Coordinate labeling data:
--- begin ---
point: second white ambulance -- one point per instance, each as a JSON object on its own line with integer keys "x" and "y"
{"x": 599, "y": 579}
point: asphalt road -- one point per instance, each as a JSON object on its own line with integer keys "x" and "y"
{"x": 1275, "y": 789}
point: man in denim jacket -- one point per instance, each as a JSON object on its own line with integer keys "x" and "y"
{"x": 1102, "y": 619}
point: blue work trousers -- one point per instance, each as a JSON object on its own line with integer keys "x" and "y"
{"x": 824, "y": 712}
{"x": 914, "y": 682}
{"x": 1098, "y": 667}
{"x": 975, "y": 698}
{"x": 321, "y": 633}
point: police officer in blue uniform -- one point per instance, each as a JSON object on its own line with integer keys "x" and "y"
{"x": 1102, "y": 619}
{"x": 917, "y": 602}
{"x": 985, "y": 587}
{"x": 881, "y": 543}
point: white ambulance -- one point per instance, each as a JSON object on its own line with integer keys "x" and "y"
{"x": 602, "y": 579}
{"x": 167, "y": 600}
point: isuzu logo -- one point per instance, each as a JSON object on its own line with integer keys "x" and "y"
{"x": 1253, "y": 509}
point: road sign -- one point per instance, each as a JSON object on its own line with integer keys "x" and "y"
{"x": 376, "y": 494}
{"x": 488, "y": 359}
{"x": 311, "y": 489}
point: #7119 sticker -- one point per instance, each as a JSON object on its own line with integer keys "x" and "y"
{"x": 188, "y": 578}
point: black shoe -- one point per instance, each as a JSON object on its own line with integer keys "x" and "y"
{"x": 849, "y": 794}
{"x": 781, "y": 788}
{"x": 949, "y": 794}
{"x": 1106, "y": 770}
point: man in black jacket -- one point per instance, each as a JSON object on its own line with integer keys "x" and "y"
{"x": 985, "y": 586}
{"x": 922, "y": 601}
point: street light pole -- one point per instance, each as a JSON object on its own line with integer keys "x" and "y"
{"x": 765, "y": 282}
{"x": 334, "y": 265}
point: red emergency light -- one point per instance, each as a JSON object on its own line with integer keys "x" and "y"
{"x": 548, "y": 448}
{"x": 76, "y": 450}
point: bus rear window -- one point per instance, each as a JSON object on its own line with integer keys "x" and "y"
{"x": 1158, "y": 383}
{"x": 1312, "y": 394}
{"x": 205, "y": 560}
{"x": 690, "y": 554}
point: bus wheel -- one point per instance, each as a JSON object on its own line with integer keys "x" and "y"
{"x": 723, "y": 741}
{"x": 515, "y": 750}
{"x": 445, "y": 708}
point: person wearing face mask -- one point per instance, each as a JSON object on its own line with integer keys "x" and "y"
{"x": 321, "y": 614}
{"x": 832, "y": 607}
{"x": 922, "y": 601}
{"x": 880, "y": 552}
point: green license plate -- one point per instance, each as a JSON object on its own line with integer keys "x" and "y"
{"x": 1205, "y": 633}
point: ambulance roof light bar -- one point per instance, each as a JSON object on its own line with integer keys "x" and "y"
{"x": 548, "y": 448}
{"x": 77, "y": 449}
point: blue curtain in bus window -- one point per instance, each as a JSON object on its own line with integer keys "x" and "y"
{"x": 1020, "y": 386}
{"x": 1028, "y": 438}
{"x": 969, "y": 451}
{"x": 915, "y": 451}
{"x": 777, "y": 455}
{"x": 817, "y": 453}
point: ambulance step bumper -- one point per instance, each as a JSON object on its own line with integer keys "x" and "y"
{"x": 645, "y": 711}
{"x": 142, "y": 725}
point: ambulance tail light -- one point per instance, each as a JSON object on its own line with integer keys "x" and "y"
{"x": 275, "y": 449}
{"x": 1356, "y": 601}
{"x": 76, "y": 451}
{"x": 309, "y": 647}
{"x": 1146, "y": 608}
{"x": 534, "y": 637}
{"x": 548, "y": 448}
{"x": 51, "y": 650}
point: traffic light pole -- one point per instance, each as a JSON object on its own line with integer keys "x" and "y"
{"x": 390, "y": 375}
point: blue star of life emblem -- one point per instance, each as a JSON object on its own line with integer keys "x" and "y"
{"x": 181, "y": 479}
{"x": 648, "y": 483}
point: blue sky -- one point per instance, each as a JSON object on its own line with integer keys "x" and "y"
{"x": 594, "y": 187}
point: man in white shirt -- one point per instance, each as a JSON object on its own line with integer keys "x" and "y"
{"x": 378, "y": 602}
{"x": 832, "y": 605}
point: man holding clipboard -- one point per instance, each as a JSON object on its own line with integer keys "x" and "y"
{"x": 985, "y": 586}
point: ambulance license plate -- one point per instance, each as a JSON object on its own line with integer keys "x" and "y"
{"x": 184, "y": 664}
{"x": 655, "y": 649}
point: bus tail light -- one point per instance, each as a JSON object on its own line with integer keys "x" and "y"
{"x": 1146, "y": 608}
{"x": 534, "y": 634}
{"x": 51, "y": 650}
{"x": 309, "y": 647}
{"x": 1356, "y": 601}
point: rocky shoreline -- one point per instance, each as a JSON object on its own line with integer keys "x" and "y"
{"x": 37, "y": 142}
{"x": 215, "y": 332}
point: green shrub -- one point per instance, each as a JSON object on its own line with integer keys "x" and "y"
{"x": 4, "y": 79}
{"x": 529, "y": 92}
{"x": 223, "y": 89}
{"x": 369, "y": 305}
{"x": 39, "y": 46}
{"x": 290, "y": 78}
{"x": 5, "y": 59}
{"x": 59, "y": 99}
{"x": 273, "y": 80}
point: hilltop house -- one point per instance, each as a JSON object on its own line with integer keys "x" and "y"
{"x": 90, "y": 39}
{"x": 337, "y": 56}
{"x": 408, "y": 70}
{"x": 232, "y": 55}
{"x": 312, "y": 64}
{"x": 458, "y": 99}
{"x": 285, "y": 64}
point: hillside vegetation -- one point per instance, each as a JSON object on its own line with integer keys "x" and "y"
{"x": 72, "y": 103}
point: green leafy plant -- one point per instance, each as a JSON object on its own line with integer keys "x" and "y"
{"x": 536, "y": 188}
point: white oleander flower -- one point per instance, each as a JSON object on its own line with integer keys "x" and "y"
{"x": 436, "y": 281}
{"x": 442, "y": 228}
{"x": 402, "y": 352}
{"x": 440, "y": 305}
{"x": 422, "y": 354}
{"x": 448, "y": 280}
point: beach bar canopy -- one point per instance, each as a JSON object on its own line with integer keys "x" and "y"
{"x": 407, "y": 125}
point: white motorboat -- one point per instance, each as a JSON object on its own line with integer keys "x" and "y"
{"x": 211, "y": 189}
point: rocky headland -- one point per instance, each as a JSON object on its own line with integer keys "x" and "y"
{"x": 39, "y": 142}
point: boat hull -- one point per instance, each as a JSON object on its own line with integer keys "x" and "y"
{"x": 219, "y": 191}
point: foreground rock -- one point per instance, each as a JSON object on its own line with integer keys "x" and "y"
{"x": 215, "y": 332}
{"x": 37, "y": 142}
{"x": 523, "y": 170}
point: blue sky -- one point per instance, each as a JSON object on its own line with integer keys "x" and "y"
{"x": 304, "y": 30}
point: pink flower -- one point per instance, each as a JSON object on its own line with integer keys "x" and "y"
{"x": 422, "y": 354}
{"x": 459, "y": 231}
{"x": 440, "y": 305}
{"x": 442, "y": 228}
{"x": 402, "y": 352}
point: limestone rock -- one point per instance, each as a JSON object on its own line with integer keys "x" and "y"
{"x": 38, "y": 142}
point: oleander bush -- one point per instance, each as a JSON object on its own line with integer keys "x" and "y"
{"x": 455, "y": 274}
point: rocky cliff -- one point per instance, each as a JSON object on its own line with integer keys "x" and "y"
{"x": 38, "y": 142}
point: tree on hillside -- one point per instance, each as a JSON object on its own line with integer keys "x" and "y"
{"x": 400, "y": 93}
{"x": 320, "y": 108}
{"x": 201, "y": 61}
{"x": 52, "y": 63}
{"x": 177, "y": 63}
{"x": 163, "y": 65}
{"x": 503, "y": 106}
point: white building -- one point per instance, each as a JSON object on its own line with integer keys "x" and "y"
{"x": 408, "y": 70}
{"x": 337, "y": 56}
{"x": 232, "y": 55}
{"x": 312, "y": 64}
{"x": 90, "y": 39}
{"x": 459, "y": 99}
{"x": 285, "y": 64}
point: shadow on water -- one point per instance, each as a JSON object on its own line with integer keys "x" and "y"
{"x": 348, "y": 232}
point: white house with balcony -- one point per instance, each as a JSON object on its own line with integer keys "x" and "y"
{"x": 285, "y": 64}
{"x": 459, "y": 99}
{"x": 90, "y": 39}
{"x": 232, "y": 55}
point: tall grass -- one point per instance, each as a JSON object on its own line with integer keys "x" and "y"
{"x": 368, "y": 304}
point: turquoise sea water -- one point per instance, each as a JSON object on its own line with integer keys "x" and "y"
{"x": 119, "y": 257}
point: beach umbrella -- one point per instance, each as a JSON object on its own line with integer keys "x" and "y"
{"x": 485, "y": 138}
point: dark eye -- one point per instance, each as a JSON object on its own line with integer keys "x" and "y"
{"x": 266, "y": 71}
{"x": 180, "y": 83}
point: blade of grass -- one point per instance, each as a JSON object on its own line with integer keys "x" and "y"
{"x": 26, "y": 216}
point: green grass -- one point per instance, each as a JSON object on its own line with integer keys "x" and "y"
--- end ---
> **Directions**
In the entries above, find the line containing "point: tall grass". Set down that line and every line after it through the last one, exactly and alone.

> **Answer to the task**
point: tall grass -- one point per instance, each as a JSON object on its own line with integer keys "x" and "y"
{"x": 368, "y": 304}
point: turquoise sea water -- one point per instance, each as a JSON object on its own line with integer keys "x" and "y"
{"x": 119, "y": 257}
point: beach umbrella -- one point per instance, each as a JSON object on its own line with integer keys "x" and "y"
{"x": 485, "y": 138}
point: dark eye -- one point per instance, each as a JSON object on its own line with integer keys "x" and "y"
{"x": 266, "y": 71}
{"x": 180, "y": 83}
point: blade of grass -- one point per instance, each as a JSON object on its own line with integer keys "x" and "y"
{"x": 26, "y": 216}
point: green grass -- one point per instance, each as a JSON object on its own line with integer keys "x" and "y"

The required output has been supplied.